WRITTEN EXERCISE: Rewrite only the material between the lines holding "Segment every instance of the wet" and "159 173 L 153", inclusive. Keep everything else unchanged and add 34 to each viewBox value and path coordinate in the SVG markup.

RECORDS FOR THIS TASK:
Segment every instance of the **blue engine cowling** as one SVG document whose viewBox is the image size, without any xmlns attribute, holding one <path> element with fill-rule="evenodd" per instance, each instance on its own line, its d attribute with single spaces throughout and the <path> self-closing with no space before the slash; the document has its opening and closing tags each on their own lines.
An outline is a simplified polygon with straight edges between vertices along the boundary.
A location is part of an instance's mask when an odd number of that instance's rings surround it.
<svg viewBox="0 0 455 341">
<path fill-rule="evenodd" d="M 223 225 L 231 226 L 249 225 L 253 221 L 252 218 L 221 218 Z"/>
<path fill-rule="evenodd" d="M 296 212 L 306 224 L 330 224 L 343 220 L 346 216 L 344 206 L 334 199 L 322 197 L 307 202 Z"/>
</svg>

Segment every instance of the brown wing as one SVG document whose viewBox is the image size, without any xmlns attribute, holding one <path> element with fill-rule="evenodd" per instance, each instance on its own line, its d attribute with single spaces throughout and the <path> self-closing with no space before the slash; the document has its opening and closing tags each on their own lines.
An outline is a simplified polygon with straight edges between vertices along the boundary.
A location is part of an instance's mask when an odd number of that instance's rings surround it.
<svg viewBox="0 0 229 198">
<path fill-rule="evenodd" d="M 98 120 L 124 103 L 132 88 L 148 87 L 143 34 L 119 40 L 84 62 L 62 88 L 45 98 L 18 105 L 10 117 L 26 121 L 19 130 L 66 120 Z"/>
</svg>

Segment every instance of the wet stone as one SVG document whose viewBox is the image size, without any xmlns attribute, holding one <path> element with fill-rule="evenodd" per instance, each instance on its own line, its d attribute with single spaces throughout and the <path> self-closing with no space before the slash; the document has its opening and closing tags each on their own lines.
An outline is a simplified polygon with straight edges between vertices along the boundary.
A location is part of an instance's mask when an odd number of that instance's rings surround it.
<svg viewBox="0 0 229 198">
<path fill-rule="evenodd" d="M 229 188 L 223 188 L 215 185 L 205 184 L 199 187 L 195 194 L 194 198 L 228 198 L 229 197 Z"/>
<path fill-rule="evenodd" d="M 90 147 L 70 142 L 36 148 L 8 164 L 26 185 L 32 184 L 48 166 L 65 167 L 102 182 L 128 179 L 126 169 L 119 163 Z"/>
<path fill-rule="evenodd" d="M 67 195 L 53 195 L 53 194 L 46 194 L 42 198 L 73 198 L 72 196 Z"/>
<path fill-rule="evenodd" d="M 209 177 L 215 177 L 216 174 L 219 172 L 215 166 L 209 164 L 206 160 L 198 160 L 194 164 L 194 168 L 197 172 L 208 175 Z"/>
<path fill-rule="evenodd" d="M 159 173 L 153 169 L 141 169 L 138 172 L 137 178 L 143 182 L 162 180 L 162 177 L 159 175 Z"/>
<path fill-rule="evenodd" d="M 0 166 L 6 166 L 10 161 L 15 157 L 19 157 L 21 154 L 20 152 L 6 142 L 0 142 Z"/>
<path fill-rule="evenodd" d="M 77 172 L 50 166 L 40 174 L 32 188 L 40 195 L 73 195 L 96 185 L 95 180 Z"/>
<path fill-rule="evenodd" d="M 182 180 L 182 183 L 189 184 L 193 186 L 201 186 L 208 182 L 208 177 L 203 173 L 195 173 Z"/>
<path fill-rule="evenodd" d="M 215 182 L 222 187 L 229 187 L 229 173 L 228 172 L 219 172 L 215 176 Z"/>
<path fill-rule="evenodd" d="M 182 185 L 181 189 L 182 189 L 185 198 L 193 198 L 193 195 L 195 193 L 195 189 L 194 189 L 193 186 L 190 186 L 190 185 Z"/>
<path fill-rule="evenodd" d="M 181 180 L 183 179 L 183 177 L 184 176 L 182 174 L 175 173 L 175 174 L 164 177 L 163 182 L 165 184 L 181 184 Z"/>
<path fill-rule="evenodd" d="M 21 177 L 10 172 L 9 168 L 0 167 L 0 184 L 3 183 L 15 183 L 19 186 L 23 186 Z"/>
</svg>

ANSWER TO THE EXERCISE:
Segment every instance of the wet stone as one SVG document whose viewBox is the image size, without any xmlns attribute, holding one <path> element with fill-rule="evenodd" per instance, each instance on its own line, its d attribute with single spaces throughout and the <path> self-closing with no space before the slash; the document has its opening and closing tags each on their own lines.
An outline is a simplified polygon with straight edges between vertices along the boundary.
A location is part of an instance's mask when an odd number of that instance's rings surround it.
<svg viewBox="34 34 263 232">
<path fill-rule="evenodd" d="M 263 222 L 257 222 L 249 219 L 239 218 L 233 221 L 229 228 L 228 232 L 262 232 L 263 231 Z"/>
<path fill-rule="evenodd" d="M 124 181 L 104 176 L 70 182 L 42 198 L 60 219 L 66 218 L 82 200 L 99 201 L 136 216 L 162 213 L 160 203 L 153 197 Z"/>
<path fill-rule="evenodd" d="M 101 229 L 87 229 L 87 228 L 80 228 L 76 232 L 107 232 L 106 230 Z"/>
<path fill-rule="evenodd" d="M 243 211 L 249 211 L 250 208 L 253 206 L 249 200 L 243 198 L 240 194 L 232 194 L 228 198 L 228 202 L 231 206 L 242 209 Z"/>
<path fill-rule="evenodd" d="M 193 207 L 187 203 L 175 203 L 172 206 L 171 212 L 177 216 L 196 214 L 196 211 L 193 209 Z"/>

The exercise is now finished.